SOURCE
LENIN'S WIDOW

The Western Mail, Novemeber 7th, 1932

LENIN'S WIDOW TALKS TO A WELSHMAN.

By GARETH JONES.


FIFTEEN years ago today Lenin shook the world. As leader of the Bolsheviks he seized power over one-sixth of the globe and installed a dictatorship of the working class for the first time in history.

For many years he had worked out every detail of his scheme. In the Reading Room of the British Museum in London his keen brain had penetrated the secrets of all the revolutions which had taken place. The late Mr. Silyn Roberts remembered having seen him at work there, but he little realised that the Asiatic-looking Russian with the narrow eyes sitting next to him in the Reading Room would one day be master over the Union of Soviet Socialist Republics.

There are probably many Welsh students who frequented the British Museum who saw him preparing his philosophy and his plans of action which were to lead to the first proletarian revolution, but remained unaware that their fellow-student was one of the great figures of history.

“If only Lenin had lived!” is the cry which one hears on all sides in Russia today, for he aroused the love of the peasants by his practical nature and by his New Economic Policy in 1921, which restored freedom of trade and abandoned Socialism in the villages.

In the towns Lenin is worshipped by millions, who cherish his photograph just as they cherished the icon. Thousands swarm each day in the vast Red Square in Moscow, where in a red marble mausoleum his embalmed body lies for all to see. There the maker of the Russian Revolution fifteen years ago can be seen motionless in a glass coffin guarded by two Red soldiers, who are almost as still as the corpse they defend. Workers, peasants, children with red kerchiefs shuffle past in the semi­darkness, not whispering a word as they concentrate their looks on the dead Lenin.

SUPPLIED MATERIAL

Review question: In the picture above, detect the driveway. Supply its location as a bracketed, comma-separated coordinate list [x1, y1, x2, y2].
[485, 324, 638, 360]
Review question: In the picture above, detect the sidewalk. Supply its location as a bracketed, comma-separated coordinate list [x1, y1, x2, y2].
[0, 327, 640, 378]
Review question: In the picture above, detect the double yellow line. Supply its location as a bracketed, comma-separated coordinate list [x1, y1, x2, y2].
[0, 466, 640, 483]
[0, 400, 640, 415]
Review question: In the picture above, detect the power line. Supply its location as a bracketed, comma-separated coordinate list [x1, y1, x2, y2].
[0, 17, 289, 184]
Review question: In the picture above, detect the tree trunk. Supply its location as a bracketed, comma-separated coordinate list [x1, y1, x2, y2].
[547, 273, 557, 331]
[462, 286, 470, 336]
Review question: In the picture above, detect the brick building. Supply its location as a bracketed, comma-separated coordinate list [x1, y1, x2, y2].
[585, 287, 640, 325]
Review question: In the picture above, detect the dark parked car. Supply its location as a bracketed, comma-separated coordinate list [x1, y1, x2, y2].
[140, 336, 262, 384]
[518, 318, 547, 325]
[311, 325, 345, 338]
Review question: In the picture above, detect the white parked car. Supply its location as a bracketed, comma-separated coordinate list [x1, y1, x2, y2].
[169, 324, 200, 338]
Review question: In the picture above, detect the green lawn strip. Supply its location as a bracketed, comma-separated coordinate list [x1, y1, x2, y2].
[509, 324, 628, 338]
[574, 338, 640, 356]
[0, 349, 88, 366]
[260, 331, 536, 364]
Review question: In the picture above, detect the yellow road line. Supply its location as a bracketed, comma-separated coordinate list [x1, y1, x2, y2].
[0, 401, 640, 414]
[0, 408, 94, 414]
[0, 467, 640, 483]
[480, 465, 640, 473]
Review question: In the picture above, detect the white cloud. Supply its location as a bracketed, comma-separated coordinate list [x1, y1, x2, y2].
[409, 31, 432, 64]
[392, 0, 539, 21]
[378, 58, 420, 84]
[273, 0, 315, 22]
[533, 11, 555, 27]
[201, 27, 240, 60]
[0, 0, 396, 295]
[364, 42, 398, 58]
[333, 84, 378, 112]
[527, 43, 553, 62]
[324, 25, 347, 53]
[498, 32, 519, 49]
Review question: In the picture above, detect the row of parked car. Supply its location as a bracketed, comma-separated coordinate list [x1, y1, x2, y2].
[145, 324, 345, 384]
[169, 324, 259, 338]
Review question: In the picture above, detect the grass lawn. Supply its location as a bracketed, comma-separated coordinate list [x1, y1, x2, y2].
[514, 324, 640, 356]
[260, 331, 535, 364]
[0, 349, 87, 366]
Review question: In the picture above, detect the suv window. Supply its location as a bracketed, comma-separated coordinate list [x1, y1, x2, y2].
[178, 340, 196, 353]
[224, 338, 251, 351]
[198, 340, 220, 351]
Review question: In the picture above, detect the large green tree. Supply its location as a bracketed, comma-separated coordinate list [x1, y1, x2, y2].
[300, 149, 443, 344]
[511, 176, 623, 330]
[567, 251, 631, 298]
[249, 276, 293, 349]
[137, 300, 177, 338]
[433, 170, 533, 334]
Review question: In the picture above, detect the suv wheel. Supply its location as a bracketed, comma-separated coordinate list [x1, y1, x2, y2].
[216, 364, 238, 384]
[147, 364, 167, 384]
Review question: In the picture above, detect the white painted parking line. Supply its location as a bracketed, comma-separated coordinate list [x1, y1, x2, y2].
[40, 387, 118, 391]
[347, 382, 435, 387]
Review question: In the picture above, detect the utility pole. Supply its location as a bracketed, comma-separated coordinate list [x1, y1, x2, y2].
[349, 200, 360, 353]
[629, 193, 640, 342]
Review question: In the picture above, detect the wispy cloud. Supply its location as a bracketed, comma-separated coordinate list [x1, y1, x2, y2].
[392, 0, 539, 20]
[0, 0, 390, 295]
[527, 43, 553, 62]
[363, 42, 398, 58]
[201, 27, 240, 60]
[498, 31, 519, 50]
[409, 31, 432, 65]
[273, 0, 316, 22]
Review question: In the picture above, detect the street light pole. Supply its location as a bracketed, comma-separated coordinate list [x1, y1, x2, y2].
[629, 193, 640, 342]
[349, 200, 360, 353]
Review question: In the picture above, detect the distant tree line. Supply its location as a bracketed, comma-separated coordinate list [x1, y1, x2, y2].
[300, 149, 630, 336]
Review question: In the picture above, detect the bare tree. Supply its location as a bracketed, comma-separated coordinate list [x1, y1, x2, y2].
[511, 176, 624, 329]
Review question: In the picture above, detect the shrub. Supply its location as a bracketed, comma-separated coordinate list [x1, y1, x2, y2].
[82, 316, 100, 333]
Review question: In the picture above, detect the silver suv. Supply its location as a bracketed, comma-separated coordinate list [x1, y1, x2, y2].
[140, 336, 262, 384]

GIVEN INSTRUCTION
Reproduce verbatim the passage of the Lenin article between "By GARETH JONES." and "Soviet Socialist Republics.", inclusive.

EXERCISE RESULT
By GARETH JONES.


FIFTEEN years ago today Lenin shook the world. As leader of the Bolsheviks he seized power over one-sixth of the globe and installed a dictatorship of the working class for the first time in history.

For many years he had worked out every detail of his scheme. In the Reading Room of the British Museum in London his keen brain had penetrated the secrets of all the revolutions which had taken place. The late Mr. Silyn Roberts remembered having seen him at work there, but he little realised that the Asiatic-looking Russian with the narrow eyes sitting next to him in the Reading Room would one day be master over the Union of Soviet Socialist Republics.